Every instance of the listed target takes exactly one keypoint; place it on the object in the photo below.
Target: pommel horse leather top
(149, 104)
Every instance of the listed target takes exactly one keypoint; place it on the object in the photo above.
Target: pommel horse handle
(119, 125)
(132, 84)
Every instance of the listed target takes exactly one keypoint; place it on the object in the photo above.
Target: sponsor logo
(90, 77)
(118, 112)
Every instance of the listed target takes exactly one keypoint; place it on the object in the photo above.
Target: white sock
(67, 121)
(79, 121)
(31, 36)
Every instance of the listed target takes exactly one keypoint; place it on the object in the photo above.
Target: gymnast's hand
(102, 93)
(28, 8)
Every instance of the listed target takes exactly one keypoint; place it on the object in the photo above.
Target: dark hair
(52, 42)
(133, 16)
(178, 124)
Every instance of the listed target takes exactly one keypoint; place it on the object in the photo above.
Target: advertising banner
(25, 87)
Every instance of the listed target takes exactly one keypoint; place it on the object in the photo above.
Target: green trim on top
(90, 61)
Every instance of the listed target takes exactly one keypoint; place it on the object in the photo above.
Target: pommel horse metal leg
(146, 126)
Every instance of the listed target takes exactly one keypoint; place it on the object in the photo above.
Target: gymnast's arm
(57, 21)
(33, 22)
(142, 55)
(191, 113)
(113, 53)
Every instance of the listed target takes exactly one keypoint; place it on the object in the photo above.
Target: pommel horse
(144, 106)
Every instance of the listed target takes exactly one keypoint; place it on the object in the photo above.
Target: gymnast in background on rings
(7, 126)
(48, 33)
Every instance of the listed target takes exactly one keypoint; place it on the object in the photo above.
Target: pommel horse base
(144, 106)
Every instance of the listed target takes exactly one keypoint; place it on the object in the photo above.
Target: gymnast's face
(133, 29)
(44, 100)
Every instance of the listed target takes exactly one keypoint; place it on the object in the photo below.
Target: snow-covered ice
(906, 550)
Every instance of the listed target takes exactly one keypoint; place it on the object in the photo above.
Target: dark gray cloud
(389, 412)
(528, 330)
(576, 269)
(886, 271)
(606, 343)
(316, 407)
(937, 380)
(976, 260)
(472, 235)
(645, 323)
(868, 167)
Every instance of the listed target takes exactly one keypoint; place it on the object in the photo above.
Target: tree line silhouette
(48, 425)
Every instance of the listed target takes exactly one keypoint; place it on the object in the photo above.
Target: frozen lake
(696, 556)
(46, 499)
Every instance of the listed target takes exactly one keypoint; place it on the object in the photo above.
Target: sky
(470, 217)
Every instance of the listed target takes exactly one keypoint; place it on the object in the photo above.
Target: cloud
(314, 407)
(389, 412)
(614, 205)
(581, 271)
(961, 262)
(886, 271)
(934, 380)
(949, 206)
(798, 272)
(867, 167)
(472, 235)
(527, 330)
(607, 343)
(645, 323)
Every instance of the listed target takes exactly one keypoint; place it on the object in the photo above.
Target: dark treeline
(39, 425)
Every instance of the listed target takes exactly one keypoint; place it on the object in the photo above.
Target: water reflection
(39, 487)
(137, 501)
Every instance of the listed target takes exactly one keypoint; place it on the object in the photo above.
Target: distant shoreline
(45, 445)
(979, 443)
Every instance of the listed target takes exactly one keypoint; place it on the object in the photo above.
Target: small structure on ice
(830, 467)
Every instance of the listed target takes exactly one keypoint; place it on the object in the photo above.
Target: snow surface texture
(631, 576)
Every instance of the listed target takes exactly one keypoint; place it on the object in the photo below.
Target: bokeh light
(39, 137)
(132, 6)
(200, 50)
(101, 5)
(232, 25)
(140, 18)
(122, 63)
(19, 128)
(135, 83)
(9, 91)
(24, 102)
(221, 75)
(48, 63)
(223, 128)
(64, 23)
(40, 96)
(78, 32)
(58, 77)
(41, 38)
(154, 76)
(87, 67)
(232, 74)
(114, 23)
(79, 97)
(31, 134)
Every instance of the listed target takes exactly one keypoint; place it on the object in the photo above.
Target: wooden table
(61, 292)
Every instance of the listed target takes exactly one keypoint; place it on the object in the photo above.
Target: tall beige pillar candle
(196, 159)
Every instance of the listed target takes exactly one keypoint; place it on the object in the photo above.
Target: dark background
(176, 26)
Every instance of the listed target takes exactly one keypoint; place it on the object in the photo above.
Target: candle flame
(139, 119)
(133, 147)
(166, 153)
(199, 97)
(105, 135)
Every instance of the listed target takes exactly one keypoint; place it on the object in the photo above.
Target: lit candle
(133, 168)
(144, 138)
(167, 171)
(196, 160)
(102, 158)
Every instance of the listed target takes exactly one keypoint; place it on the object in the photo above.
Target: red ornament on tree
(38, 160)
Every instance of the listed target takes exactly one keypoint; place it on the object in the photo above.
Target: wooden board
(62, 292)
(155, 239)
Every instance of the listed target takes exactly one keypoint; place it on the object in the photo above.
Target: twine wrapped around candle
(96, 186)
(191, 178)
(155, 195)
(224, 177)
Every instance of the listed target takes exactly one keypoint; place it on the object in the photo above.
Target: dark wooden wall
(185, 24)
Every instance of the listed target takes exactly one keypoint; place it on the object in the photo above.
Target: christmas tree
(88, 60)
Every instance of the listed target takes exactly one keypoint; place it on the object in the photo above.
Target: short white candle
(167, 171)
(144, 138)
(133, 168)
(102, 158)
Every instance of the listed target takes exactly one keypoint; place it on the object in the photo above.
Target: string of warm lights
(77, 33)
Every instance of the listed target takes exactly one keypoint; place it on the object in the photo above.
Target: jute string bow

:::::

### What you will do
Print the whole listing exactly as it is.

### Complete output
Every instance of the listed target takes exactly one keypoint; place it on the object in the photo below.
Target: pommel horse leather top
(149, 104)
Every instance of the listed target takes exactly one keypoint; place it on the object in the photo above.
Target: pommel horse handle
(119, 125)
(132, 84)
Every instance of the listed target takes exactly one keypoint; place it on the object in the photo above.
Target: sponsor logo
(90, 77)
(118, 112)
Every instance of the listed target takes exactly one keypoint; place it on the object in the photo above.
Target: white sock
(67, 121)
(79, 121)
(31, 36)
Every instance of the listed target takes exactly one keypoint; place it on the object in the photo above.
Target: gymnast's hand
(102, 93)
(28, 8)
Every instance of the listed target takes exactly one keypoint; place it on the object in the photo above.
Target: dark hair
(52, 42)
(133, 16)
(178, 124)
Every instance of the listed target takes exactly one keypoint; place it on the object in the photo above.
Target: advertising banner
(25, 87)
Every instance of the listed target takes exactly one keypoint; place it on the object in the photo above.
Target: green trim on top
(90, 61)
Every instance of the listed target takes exactly one keypoint; place it on the object in the photo above.
Target: pommel horse metal leg
(146, 126)
Every instance of the listed target takes exactly one keypoint; place it on the object in the photo above.
Target: gymnast's arm
(57, 21)
(33, 22)
(142, 55)
(191, 113)
(113, 53)
Every instance of the listed target takes exactly one keypoint; place it on the object in the photo above.
Target: pommel horse
(144, 106)
Every instance of the listed target takes exactly one keypoint; place it on the object in the photo above.
Target: gymnast in background on rings
(7, 126)
(48, 33)
Every instance of the listed target takes exactly one keypoint; place it on the object in the photo above.
Target: pommel horse base
(144, 106)
Every instance of the listed target takes exactly one keypoint; place it on the object in the photo above.
Target: gymnast's face
(133, 29)
(44, 100)
Every instance of the listed target takes exactly one keypoint; place it on the object in the photo below.
Target: snow-covered ice
(906, 550)
Every instance of the listed target takes exactly one keypoint; place it on the object in the photo above.
Target: dark gray cloud
(389, 412)
(528, 330)
(576, 269)
(886, 271)
(606, 343)
(316, 407)
(937, 380)
(976, 260)
(472, 235)
(645, 323)
(868, 167)
Every instance of the listed target takes exactly one keypoint; place it on the object in the photo above.
Target: tree line silhouette
(48, 425)
Every instance of the listed target takes exactly one keypoint; place it on the object in the photo above.
Target: frozen lake
(696, 556)
(46, 499)
Every instance of the listed target takes exactly one keypoint; place it on the object in the photo above.
Target: sky
(470, 217)
Every instance of the listed target takes exactly one keypoint; place it on the object in the photo above.
Target: cloud
(314, 407)
(389, 412)
(614, 205)
(581, 271)
(961, 262)
(886, 271)
(934, 380)
(949, 206)
(798, 272)
(867, 167)
(472, 235)
(527, 330)
(607, 343)
(645, 323)
Every instance of the listed target takes exactly one keypoint; place it on the object in the photo above.
Target: dark treeline
(39, 425)
Every instance of the listed target takes exactly one keypoint; place it on the object in the photo above.
Target: water reflection
(39, 487)
(137, 501)
Every instance of the listed target takes exactly one keypoint; place it on the object in the photo above.
Target: distant shoreline
(45, 445)
(979, 443)
Every instance of the listed target takes exactly one keypoint; place it on the object in the photo above.
Target: small structure on ice
(830, 467)
Every instance of the listed target takes exactly one keypoint; place it on the object in the photo above.
Target: snow surface texture
(631, 576)
Every instance of the listed target takes exactly one keypoint; place it on the object in the photo below.
Target: bokeh light
(39, 137)
(132, 6)
(200, 50)
(101, 5)
(232, 25)
(140, 18)
(122, 63)
(19, 128)
(135, 83)
(9, 91)
(24, 102)
(221, 75)
(48, 63)
(223, 128)
(64, 23)
(40, 96)
(78, 32)
(58, 77)
(41, 38)
(154, 76)
(87, 67)
(232, 74)
(114, 23)
(79, 97)
(31, 134)
Every instance of the listed target takes exactly one keypoint; place it on the object in the photo above.
Target: wooden table
(61, 292)
Every instance of the listed target takes exactly one keypoint; place it on the object in the photo above.
Target: tall beige pillar candle
(196, 159)
Every instance of the listed target takes exactly one keypoint; place it on the object in the photo above.
Target: dark background
(176, 26)
Every instance of the listed target takes exactly one keypoint; place it on the object in the photo above.
Target: candle flame
(139, 119)
(133, 147)
(166, 153)
(199, 97)
(105, 135)
Every instance of the listed target takes exactly one keypoint; place it on the object in the photo above.
Target: lit candle
(133, 168)
(144, 138)
(167, 171)
(196, 160)
(102, 158)
Every instance of the listed target takes exactly one keypoint; place it on the object in the photo above.
Target: red ornament on tree
(38, 160)
Every instance of the listed target takes exactly one keypoint; place it on the object in the photo above.
Target: wooden board
(62, 292)
(155, 239)
Every instance of the listed target takes exactly one keypoint; place it on the object in the photo above.
Target: twine wrapped around candle
(96, 186)
(191, 178)
(155, 195)
(224, 177)
Every instance of the listed target takes exactly one keypoint; place it on the object in the photo above.
Target: dark wooden wall
(185, 24)
Every instance of the listed target takes exactly one keypoint; place it on the object in the photo above.
Target: christmas tree
(88, 60)
Every instance of the listed target takes exactly one keypoint; place it on the object in the photo above.
Target: short white candle
(167, 171)
(144, 138)
(133, 168)
(102, 158)
Every instance of the listed target takes exactly one keypoint; place it on the object in the photo above.
Target: string of warm lights
(77, 33)
Every instance of the listed target takes exactly one keypoint; place it on the object in the photo above.
Target: jute string bow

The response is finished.